Excerpt to read:
=====
Dr. Barbara Hales 7:20
Well, I certainly agree with you there. If you have a patient that presents with unusual findings, and you’re not sure exactly what that person has, or the treatments that would be most appropriate, then, you know, we can’t give up on that person. Know, we could transfer that person, but you know, it’s gonna bug us forever. We have to persist, and we have to do whatever we can do. To do right by that patient.

Keep Pressing On

Cheryl Lentz 7:51
Exactly. And I think that’s a metaphor for life is you don’t, you know, give up on your child, you don’t give up on your spouse, you don’t give up on any of the medical stuff, you keep trying. And you look at it a different way you bring others to the party, you ask for help. And I think that is an amazing thing. And I’m so grateful to folks at Mayo Clinic because they didn’t get frustrated, they got excited when they saw me and like nobody is excited with a patient that has all kinds of interesting is for them.

Cheryl Lentz 8:17
And I love that they have that. Go get them attitude and that ability to say we’re going to keep looking and eventually found, it was pretty exciting. But some do give up too easily. And I think that’s really the metaphor here is not to give up and keep trying because there’s always something to do. And I like that they did that. And that’s really what’s helped me throughout my life, but to make a career out of failure. You’re right. It’s a little bit ironic. But I often as a college professor will teach the benefits and the gifts of failure when I think that’s really interesting. And it’s accountability. So

Dr. Barbara Hales 8:48
well, that highlights why we have the light bulb today when Edison failed 144 times. And he said no, I didn’t fail 144 times before succeeding with the lightbulb. I just found 144 Other ways that didn’t work as well, until I got to the right one.
=====
Exercise data:
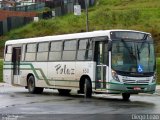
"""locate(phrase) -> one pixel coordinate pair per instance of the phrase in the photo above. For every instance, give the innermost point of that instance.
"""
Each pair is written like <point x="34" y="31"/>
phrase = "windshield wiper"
<point x="130" y="52"/>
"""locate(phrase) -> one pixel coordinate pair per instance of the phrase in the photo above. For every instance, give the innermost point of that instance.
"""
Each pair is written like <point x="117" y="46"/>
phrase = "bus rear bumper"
<point x="131" y="88"/>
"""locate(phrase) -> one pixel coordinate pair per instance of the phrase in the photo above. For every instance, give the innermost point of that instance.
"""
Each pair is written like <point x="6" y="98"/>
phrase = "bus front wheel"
<point x="125" y="96"/>
<point x="87" y="88"/>
<point x="32" y="88"/>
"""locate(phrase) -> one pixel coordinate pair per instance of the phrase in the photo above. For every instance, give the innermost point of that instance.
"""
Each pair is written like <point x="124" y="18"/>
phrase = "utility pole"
<point x="87" y="22"/>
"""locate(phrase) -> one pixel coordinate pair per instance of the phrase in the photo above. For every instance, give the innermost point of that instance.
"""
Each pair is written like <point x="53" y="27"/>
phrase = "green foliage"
<point x="106" y="14"/>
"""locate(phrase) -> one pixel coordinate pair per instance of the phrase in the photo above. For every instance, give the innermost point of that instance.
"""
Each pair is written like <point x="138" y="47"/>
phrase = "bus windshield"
<point x="133" y="56"/>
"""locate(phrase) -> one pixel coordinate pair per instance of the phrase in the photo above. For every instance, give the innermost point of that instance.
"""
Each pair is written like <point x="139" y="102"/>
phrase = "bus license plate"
<point x="137" y="88"/>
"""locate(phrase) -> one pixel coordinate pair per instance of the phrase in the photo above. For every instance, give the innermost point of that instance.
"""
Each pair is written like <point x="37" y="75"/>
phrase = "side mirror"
<point x="109" y="45"/>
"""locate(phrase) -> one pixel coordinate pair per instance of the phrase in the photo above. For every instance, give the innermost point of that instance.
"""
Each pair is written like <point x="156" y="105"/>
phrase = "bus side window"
<point x="84" y="50"/>
<point x="42" y="51"/>
<point x="55" y="51"/>
<point x="69" y="51"/>
<point x="31" y="49"/>
<point x="8" y="53"/>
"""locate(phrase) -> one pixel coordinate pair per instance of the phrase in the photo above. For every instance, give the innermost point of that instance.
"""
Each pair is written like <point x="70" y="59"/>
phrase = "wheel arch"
<point x="30" y="74"/>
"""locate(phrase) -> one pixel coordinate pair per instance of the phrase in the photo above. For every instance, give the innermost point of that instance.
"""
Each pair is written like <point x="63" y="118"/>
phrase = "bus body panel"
<point x="67" y="74"/>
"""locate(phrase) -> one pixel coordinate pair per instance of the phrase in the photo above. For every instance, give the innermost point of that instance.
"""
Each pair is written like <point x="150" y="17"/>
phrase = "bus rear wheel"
=====
Complete the following:
a. Please list every timestamp in the conversation transcript, with the speaker it belongs to.
b. Answer these from the conversation transcript:
(i) Which clinic does Cheryl Lentz say she is grateful to?
(ii) What does Lentz say she teaches as a college professor?
(iii) How many times did Edison fail, according to Dr. Barbara Hales?

Problem solutions:
a.
7:20 (Dr. Barbara Hales)
7:51 (Cheryl Lentz)
8:17 (Cheryl Lentz)
8:48 (Dr. Barbara Hales)

b.
(i) Mayo Clinic
(ii) The benefits and the gifts of failure
(iii) 144 times